## Stated problem
Print every line of the listing below without changing anything.

(Source data)
────────────────────

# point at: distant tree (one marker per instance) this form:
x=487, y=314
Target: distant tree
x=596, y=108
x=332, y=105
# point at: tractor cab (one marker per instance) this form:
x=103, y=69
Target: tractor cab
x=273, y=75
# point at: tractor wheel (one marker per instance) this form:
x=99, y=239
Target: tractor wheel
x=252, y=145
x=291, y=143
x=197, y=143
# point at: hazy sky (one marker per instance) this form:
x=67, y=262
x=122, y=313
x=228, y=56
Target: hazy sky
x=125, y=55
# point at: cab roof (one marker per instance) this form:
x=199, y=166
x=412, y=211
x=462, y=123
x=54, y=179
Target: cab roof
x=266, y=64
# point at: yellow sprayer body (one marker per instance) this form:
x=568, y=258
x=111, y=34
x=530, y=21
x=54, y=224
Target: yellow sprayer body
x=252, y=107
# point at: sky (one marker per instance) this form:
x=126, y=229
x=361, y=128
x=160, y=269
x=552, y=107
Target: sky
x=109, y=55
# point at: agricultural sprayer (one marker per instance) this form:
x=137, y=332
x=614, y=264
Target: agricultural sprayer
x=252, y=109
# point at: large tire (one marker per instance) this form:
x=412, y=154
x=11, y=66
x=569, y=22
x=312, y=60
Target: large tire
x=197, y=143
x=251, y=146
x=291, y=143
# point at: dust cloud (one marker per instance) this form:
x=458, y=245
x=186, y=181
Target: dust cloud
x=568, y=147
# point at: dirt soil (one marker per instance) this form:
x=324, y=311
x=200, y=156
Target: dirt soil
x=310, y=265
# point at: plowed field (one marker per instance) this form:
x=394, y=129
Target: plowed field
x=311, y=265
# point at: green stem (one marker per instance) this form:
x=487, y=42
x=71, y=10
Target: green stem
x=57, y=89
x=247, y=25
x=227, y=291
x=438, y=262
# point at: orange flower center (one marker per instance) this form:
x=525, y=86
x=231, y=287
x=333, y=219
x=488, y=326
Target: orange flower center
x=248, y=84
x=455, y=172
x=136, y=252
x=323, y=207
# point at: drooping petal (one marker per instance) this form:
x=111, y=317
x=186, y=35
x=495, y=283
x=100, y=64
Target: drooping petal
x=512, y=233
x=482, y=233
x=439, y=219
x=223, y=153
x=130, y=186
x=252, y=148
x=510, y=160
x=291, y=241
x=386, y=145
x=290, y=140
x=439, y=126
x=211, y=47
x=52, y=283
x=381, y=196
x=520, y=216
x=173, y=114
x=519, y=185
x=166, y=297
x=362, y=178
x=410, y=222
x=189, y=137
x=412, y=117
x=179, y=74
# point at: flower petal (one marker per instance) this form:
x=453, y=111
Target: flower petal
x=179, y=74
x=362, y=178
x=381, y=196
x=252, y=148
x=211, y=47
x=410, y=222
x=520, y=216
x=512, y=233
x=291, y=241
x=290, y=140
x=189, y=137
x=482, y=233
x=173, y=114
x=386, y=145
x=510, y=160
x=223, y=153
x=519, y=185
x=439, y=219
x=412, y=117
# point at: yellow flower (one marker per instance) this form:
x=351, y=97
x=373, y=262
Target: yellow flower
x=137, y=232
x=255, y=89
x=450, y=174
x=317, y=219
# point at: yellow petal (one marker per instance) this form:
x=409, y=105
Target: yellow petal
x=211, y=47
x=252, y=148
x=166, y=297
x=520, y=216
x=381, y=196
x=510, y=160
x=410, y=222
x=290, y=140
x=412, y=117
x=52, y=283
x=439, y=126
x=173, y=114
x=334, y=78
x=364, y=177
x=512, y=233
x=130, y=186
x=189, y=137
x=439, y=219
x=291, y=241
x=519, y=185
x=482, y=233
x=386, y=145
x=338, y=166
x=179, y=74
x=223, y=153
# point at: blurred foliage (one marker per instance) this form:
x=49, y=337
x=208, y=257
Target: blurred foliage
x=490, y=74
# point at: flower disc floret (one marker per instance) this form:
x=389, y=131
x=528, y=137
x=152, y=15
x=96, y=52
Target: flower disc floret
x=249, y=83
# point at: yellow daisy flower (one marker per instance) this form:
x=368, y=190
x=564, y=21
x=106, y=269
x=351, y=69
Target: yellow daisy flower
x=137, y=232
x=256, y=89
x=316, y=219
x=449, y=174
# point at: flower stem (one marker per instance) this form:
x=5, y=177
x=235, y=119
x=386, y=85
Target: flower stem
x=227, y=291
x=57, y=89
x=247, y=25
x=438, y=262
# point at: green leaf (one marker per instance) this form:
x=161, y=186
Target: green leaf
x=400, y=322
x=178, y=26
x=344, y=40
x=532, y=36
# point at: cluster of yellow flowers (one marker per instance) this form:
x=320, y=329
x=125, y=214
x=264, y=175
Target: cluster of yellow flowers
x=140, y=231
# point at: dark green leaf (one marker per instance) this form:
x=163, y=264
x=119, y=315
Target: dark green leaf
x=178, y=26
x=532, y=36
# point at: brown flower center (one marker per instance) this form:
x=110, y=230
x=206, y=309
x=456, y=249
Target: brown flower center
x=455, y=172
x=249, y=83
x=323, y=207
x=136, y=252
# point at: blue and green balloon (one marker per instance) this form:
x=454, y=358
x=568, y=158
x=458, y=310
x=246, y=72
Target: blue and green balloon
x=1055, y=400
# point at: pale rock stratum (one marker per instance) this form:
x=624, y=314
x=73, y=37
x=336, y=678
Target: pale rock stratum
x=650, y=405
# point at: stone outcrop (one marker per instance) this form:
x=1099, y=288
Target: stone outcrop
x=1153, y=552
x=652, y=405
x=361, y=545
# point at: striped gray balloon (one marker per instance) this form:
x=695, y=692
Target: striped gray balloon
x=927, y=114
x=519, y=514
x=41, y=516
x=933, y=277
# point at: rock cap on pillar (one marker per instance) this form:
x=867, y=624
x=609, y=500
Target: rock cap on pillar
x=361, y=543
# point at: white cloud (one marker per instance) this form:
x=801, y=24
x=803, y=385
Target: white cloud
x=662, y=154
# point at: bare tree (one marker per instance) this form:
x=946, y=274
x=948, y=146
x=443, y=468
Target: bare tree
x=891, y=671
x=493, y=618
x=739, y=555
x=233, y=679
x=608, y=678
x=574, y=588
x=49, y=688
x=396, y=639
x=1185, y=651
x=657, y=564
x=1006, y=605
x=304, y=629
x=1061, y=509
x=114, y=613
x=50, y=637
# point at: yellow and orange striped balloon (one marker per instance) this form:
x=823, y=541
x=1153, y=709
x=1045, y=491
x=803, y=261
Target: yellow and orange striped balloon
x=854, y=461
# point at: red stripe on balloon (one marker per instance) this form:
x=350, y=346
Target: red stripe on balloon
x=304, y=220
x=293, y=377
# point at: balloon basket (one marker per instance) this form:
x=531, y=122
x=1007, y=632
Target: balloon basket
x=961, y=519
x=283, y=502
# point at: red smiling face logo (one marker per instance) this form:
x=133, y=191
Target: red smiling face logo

────────────────────

## Task output
# point at: distant tree (one marker per instance) this form:
x=487, y=314
Target: distant tree
x=596, y=108
x=332, y=105
# point at: tractor cab (one marker per instance) this form:
x=103, y=69
Target: tractor cab
x=273, y=75
# point at: tractor wheel (one marker per instance) this form:
x=99, y=239
Target: tractor wheel
x=252, y=145
x=291, y=143
x=197, y=143
# point at: hazy sky (one marker per instance) this form:
x=67, y=262
x=122, y=313
x=228, y=56
Target: hazy sky
x=125, y=55
# point at: cab roof (one marker per instance) this form:
x=199, y=166
x=412, y=211
x=462, y=123
x=54, y=179
Target: cab roof
x=266, y=64
# point at: yellow sprayer body (one marker per instance) this form:
x=568, y=258
x=111, y=34
x=530, y=21
x=54, y=224
Target: yellow sprayer body
x=252, y=107
# point at: sky (one marker per instance) this form:
x=126, y=229
x=361, y=128
x=160, y=269
x=552, y=107
Target: sky
x=109, y=55
# point at: agricultural sprayer (one marker per instance) this form:
x=137, y=332
x=614, y=264
Target: agricultural sprayer
x=252, y=109
# point at: large tire (one marker per instance) this form:
x=412, y=154
x=11, y=66
x=569, y=22
x=312, y=60
Target: large tire
x=197, y=143
x=251, y=146
x=291, y=143
# point at: dust cloud (one marker per instance) this form:
x=458, y=245
x=186, y=181
Target: dust cloud
x=568, y=147
# point at: dirt soil (one marker per instance) this form:
x=324, y=311
x=200, y=156
Target: dirt soil
x=310, y=265
# point at: plowed field (one marker per instance) this form:
x=394, y=129
Target: plowed field
x=311, y=265
# point at: green stem (one marker per instance) this form:
x=487, y=42
x=71, y=10
Target: green stem
x=57, y=89
x=247, y=25
x=227, y=291
x=438, y=262
# point at: orange flower center (one marker per instance) this form:
x=525, y=86
x=231, y=287
x=333, y=219
x=488, y=326
Target: orange flower center
x=248, y=84
x=455, y=172
x=136, y=252
x=323, y=207
# point at: drooping petal (one marker per instance) this form:
x=111, y=317
x=186, y=35
x=495, y=283
x=100, y=64
Target: drooping petal
x=512, y=233
x=482, y=233
x=439, y=219
x=223, y=153
x=130, y=186
x=252, y=148
x=510, y=160
x=291, y=241
x=386, y=145
x=290, y=140
x=439, y=126
x=211, y=47
x=52, y=283
x=381, y=196
x=520, y=216
x=173, y=114
x=519, y=185
x=166, y=297
x=362, y=178
x=410, y=222
x=189, y=137
x=412, y=117
x=179, y=74
# point at: flower petal (one marker per instance) this form:
x=453, y=111
Target: flower petal
x=179, y=74
x=362, y=178
x=381, y=196
x=252, y=148
x=211, y=47
x=410, y=222
x=520, y=216
x=512, y=233
x=291, y=241
x=290, y=140
x=189, y=137
x=482, y=233
x=173, y=114
x=386, y=145
x=510, y=160
x=223, y=153
x=519, y=185
x=439, y=219
x=412, y=117
# point at: yellow flower (one marker per instance) this form:
x=351, y=97
x=373, y=262
Target: yellow flower
x=137, y=232
x=255, y=89
x=450, y=174
x=317, y=219
# point at: yellow petal (one marker per instance) this form:
x=409, y=105
Target: yellow petal
x=211, y=47
x=252, y=148
x=166, y=297
x=520, y=216
x=381, y=196
x=510, y=160
x=410, y=222
x=290, y=140
x=412, y=117
x=52, y=283
x=439, y=126
x=173, y=114
x=334, y=78
x=364, y=177
x=512, y=233
x=130, y=186
x=189, y=137
x=439, y=219
x=291, y=241
x=519, y=185
x=482, y=233
x=386, y=145
x=338, y=166
x=179, y=74
x=223, y=153
# point at: blurred foliage (one marker per instance) this form:
x=49, y=337
x=208, y=257
Target: blurred foliage
x=490, y=74
# point at: flower disc floret (one marker per instance) this form:
x=389, y=131
x=528, y=137
x=152, y=15
x=96, y=52
Target: flower disc floret
x=249, y=83
# point at: yellow daisy flower (one marker per instance) this form:
x=368, y=190
x=564, y=21
x=106, y=269
x=351, y=69
Target: yellow daisy flower
x=137, y=232
x=256, y=89
x=316, y=219
x=449, y=174
# point at: flower stem (one marker per instance) this form:
x=5, y=177
x=235, y=119
x=386, y=85
Target: flower stem
x=227, y=291
x=57, y=89
x=247, y=25
x=438, y=262
# point at: green leaf (one marker per instance) this form:
x=161, y=186
Target: green leaf
x=400, y=322
x=178, y=26
x=344, y=40
x=532, y=36
# point at: cluster of yellow flowers (one marker per instance) this form:
x=320, y=329
x=125, y=214
x=264, y=175
Target: cluster of yellow flowers
x=140, y=231
# point at: dark green leaf (one marker per instance) this form:
x=163, y=264
x=119, y=315
Target: dark green leaf
x=178, y=26
x=532, y=36
# point at: brown flower center (one marker per instance) this form:
x=110, y=230
x=206, y=309
x=456, y=249
Target: brown flower center
x=455, y=172
x=249, y=83
x=323, y=207
x=136, y=252
# point at: blue and green balloon (one marker per instance) this form:
x=454, y=358
x=568, y=158
x=458, y=310
x=246, y=72
Target: blue and green balloon
x=1055, y=400
# point at: pale rock stratum (one marker per instance) this form:
x=624, y=314
x=73, y=37
x=336, y=678
Target: pale rock stratum
x=650, y=405
# point at: stone outcrop (one marker per instance) this form:
x=1099, y=288
Target: stone outcrop
x=1153, y=552
x=652, y=405
x=361, y=545
# point at: striped gray balloon (one marker per instance) this form:
x=695, y=692
Target: striped gray balloon
x=927, y=114
x=519, y=514
x=41, y=516
x=933, y=277
# point at: rock cap on pillar (one marker per instance) this form:
x=867, y=624
x=609, y=500
Target: rock cap on pillar
x=361, y=543
# point at: white cloud (one marker per instance) this form:
x=801, y=24
x=803, y=385
Target: white cloud
x=662, y=154
# point at: bare tree (one marker per instance) this form:
x=946, y=274
x=948, y=146
x=443, y=468
Target: bare tree
x=891, y=671
x=493, y=618
x=739, y=555
x=233, y=679
x=608, y=678
x=574, y=588
x=49, y=688
x=396, y=639
x=1185, y=651
x=657, y=564
x=1006, y=605
x=304, y=629
x=1061, y=509
x=114, y=613
x=50, y=637
# point at: yellow and orange striped balloon (one marker per instance) this form:
x=823, y=541
x=1153, y=709
x=1045, y=491
x=803, y=261
Target: yellow and orange striped balloon
x=854, y=461
# point at: red stripe on balloon (one marker per instance) this form:
x=350, y=346
Target: red stripe on balloon
x=304, y=220
x=293, y=377
# point at: balloon basket (one marker per instance) this form:
x=531, y=122
x=1007, y=632
Target: balloon basket
x=961, y=519
x=283, y=502
# point at: red smiling face logo (one marker per instance) this form:
x=133, y=191
Target: red smiling face logo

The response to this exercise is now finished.